# WHAT YOU ARE ASKED TO DO:
Print every line of the data below without changing anything.

# MATERIAL SHOWN:
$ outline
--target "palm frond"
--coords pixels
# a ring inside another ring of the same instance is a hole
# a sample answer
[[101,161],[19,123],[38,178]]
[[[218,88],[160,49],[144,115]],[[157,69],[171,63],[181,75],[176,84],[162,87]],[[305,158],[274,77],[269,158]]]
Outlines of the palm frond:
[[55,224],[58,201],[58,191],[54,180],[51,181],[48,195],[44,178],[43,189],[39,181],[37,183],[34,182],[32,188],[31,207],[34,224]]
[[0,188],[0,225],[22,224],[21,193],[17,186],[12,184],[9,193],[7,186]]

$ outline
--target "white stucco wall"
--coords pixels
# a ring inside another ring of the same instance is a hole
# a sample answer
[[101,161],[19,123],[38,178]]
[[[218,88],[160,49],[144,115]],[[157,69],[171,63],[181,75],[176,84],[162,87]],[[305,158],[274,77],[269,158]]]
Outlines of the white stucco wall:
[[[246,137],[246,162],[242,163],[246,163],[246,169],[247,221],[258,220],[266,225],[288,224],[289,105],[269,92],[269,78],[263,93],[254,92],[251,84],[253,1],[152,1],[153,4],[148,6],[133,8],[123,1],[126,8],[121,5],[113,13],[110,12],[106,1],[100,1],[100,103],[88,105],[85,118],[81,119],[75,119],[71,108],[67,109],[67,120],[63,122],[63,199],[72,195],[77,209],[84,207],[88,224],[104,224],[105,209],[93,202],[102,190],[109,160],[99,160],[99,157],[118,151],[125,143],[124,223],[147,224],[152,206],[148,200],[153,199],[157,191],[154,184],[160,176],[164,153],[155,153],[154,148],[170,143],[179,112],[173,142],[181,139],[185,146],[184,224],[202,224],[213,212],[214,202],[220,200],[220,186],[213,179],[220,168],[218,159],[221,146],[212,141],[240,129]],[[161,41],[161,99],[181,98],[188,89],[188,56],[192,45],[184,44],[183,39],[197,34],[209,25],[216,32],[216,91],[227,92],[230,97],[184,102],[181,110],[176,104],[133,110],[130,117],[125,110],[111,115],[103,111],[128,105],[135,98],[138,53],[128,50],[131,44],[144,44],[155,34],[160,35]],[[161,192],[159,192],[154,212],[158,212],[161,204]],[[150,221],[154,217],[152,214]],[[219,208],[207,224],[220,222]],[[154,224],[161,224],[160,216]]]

# OUTPUT OF THE EXERCISE:
$ outline
--target "palm frond"
--coords pixels
# a ring inside another ring of the same instance is a hole
# a sample answer
[[101,161],[19,123],[38,178]]
[[[218,88],[160,49],[144,115]],[[157,69],[171,63],[181,75],[176,84],[162,87]],[[305,158],[274,77],[269,158]]]
Outlines of the palm frond:
[[55,224],[58,201],[58,191],[54,180],[51,181],[48,195],[44,178],[43,189],[39,181],[37,183],[34,182],[32,188],[31,207],[34,224]]
[[0,188],[0,225],[22,224],[21,193],[17,186],[12,184],[9,193],[7,186]]

$ outline
--target "white stucco wall"
--coords pixels
# a ring inside another ring of the same instance is a hole
# a sample answer
[[101,161],[19,123],[38,178]]
[[[218,88],[160,49],[144,115]],[[157,69],[171,63],[181,75],[176,84],[162,87]],[[305,158],[274,77],[269,158]]]
Outlines of the white stucco wall:
[[[246,137],[246,162],[242,163],[246,163],[246,169],[247,221],[258,220],[266,225],[288,224],[289,105],[269,92],[269,78],[263,93],[254,92],[251,84],[253,1],[152,1],[153,4],[148,6],[133,8],[123,1],[126,8],[121,5],[113,13],[110,12],[106,1],[100,1],[100,103],[88,105],[85,118],[81,119],[75,119],[71,108],[67,109],[67,120],[63,122],[63,199],[72,195],[77,209],[84,207],[88,224],[104,224],[105,209],[93,202],[102,190],[109,160],[99,160],[99,157],[118,151],[125,143],[124,223],[147,224],[152,206],[148,200],[153,199],[157,191],[154,184],[160,176],[164,153],[155,153],[154,148],[170,143],[179,112],[173,142],[181,139],[185,146],[184,224],[202,224],[213,212],[214,202],[220,200],[220,186],[213,179],[220,168],[218,159],[221,146],[212,141],[240,129]],[[161,41],[161,99],[181,98],[188,89],[188,56],[192,45],[184,44],[183,39],[197,34],[209,25],[216,32],[216,91],[227,92],[230,97],[184,102],[181,110],[176,104],[133,110],[130,117],[125,110],[111,115],[103,111],[128,105],[135,98],[138,53],[128,50],[131,44],[144,44],[155,34],[160,35]],[[161,192],[159,192],[154,212],[158,212],[161,204]],[[150,221],[154,217],[152,214]],[[219,208],[207,224],[220,222]],[[154,224],[161,224],[160,216]]]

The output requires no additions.